== The exercise ==
Your task is to output the data exactly as it stands.

═══ Data shown

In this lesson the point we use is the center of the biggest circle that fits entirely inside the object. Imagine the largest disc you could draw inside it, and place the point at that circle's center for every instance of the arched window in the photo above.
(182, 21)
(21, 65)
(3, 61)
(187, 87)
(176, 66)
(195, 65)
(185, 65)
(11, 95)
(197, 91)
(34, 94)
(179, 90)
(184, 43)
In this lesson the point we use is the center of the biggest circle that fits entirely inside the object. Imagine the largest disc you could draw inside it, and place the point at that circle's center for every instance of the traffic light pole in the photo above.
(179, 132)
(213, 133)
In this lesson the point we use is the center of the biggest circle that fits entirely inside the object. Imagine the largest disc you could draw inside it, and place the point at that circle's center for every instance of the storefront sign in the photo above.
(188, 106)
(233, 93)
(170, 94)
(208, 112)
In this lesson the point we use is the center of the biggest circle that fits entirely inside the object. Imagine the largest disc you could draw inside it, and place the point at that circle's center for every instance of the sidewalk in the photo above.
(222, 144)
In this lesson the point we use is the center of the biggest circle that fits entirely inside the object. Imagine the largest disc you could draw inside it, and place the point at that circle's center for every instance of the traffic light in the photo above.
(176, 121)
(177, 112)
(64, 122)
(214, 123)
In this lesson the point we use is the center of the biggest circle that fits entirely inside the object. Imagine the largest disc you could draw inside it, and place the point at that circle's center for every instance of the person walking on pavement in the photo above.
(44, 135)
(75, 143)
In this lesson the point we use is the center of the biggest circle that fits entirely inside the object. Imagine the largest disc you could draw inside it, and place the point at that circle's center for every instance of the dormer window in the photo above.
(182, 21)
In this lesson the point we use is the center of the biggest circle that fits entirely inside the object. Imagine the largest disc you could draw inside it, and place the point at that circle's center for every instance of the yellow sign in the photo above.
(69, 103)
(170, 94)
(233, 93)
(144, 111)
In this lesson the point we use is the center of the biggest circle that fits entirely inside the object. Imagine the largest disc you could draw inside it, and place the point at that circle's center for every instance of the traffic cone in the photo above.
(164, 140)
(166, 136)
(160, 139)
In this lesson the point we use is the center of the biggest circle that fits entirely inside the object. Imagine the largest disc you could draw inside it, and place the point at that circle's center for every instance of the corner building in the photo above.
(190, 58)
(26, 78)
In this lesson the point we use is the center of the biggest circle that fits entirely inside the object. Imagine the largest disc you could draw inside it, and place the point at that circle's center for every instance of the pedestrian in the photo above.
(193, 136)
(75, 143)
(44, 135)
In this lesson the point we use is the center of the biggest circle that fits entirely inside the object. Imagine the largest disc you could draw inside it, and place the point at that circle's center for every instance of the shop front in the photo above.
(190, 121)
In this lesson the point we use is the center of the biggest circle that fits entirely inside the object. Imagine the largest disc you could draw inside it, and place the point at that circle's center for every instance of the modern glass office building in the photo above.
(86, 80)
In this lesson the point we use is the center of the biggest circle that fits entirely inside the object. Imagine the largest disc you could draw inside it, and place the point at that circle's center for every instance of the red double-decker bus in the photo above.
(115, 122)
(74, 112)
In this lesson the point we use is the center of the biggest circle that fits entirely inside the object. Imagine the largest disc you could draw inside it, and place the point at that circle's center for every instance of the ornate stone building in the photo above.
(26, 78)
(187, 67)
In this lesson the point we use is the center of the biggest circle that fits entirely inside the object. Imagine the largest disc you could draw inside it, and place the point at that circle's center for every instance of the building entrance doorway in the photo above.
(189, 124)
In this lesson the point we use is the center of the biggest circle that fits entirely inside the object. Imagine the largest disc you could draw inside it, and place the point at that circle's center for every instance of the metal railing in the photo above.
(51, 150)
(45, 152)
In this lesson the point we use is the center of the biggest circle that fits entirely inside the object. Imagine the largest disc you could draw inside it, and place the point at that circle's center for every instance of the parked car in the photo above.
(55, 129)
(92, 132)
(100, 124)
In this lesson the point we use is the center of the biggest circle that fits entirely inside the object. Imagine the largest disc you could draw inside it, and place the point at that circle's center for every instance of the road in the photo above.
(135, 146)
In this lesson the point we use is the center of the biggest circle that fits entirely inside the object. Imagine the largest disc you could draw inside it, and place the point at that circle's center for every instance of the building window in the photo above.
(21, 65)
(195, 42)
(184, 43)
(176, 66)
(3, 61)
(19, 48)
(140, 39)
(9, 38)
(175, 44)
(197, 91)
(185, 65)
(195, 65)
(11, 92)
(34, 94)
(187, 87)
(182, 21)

══════

== The answer ==
In this lesson the point we use is the center of the biggest circle that fits entirely inside the object. Imagine the largest disc you could draw inside it, and place the point at that circle's center for every instance of the arched window in the photo above.
(182, 21)
(21, 65)
(3, 61)
(187, 87)
(176, 66)
(195, 65)
(185, 65)
(11, 95)
(197, 91)
(34, 94)
(179, 90)
(184, 43)
In this lesson the point we use is the center of the biggest circle that fits entirely inside the object. Imagine the largest disc you could draw inside it, and place the point at that circle's center for every instance of the traffic light pole in the photo above.
(179, 132)
(213, 133)
In this lesson the point we use is the center of the biggest circle that fits entirely inside the object. Imagine the largest disc you could draw inside it, and place the point at that circle's center for every instance of the storefront sign in the photo above.
(188, 106)
(233, 93)
(170, 94)
(208, 112)
In this lesson the point we use is the center of the biggest circle that fits entirely inside the object. Imagine the largest disc you could draw inside it, and place the point at that circle's center for every instance of the sidewalk in the photo above.
(222, 144)
In this lesson the point we use is the center of the biggest circle that fits entirely inside the object. Imagine the largest disc you could draw inside it, and place the point at that circle's center for every instance of the traffic light in the photo above.
(176, 121)
(177, 112)
(64, 122)
(214, 123)
In this lesson the point we use is the center of the biggest circle that fits entirely inside the object. Imagine the largest disc you could draw inside it, and place the point at that circle's center for every instance of the person walking on pavement in the photo above.
(44, 135)
(75, 143)
In this lesson the point we use is the center of the biggest circle that fits entirely inside the object. Imagine the largest disc you could draw inside it, and place the point at that circle's center for every instance of the dormer window in the photo above.
(182, 21)
In this lesson the point we use is the center of the biggest circle that fits entirely inside the object. Imagine the largest disc you could draw inside it, and place the point at that circle's center for every instance of the yellow sign in the photo above.
(69, 103)
(170, 94)
(233, 93)
(144, 111)
In this lesson the point we use is the center of the biggest circle that fits entirely inside the object. Imagine the largest disc you could draw inside it, and place the point at that circle's center for every instance of the traffic cone in the photo above.
(164, 140)
(166, 136)
(160, 139)
In this lesson the point we use is the center of the biggest circle that fits entirely inside the object. Imagine the largest disc you could draw inside it, and place the point at that circle's center for every instance of the corner building in the photo above.
(190, 58)
(26, 78)
In this lesson the point we use is the center of the biggest circle that fits entirely inside the object. Imagine the largest disc you could draw inside it, and place the point at that circle's center for every instance of the pedestrian in the photo above.
(193, 136)
(75, 143)
(44, 135)
In this lesson the point we use is the center of the biggest circle that fits entirely inside the object. Imagine the largest disc you could draw inside it, and place the point at that circle's center for every instance of the shop front in the photo above.
(190, 121)
In this lesson the point we use is the center of the biggest circle that fits entirely inside the object. Imagine the largest disc you could draw inside it, and place the point at that circle's center for every instance of the modern glass office building in the photo above.
(86, 80)
In this lesson the point we use is the center of the biggest circle that fits entirely inside the object. Imagine the largest disc you could draw inside it, and place the point at that circle's center for every instance of the red double-decker bus in the photo above.
(115, 122)
(74, 112)
In this lesson the point we use is the center of the biggest circle that fits entirely inside the object. Imagine the largest disc you could draw inside it, and place the point at that circle's center for every instance of the ornate stone building in the photo above.
(26, 78)
(187, 67)
In this lesson the point we use is the center of the biggest circle that fits entirely inside the object. Imagine the largest disc you could draw inside it, and place the point at that circle's center for every instance of the building entrance doorway in the photo above.
(189, 124)
In this lesson the point we use is the center of the biggest circle that fits entirely inside the object. Imagine the largest disc you could draw inside it, and place the point at that circle's center for every instance of the metal railing in the photo above.
(51, 150)
(45, 152)
In this lesson the point we use is the center of the biggest circle that fits entirely inside the object. Imagine the largest disc you could draw inside it, and place the point at that circle's center for every instance of the parked car in the photo above.
(55, 129)
(92, 132)
(100, 124)
In this lesson the point we use is the center of the biggest circle that fits entirely inside the object. Imagine the largest disc you could draw inside it, and place the point at that circle's center for every instance of the road in the photo above.
(135, 146)
In this lesson the point we use is the center of the biggest circle that fits entirely inside the object. Imagine the largest disc you could draw inside it, and place the point at that circle's center for every instance of the building window in the photo above.
(21, 65)
(195, 42)
(184, 43)
(176, 66)
(3, 61)
(19, 48)
(140, 39)
(9, 38)
(175, 44)
(197, 91)
(185, 65)
(195, 65)
(11, 92)
(34, 94)
(187, 87)
(182, 21)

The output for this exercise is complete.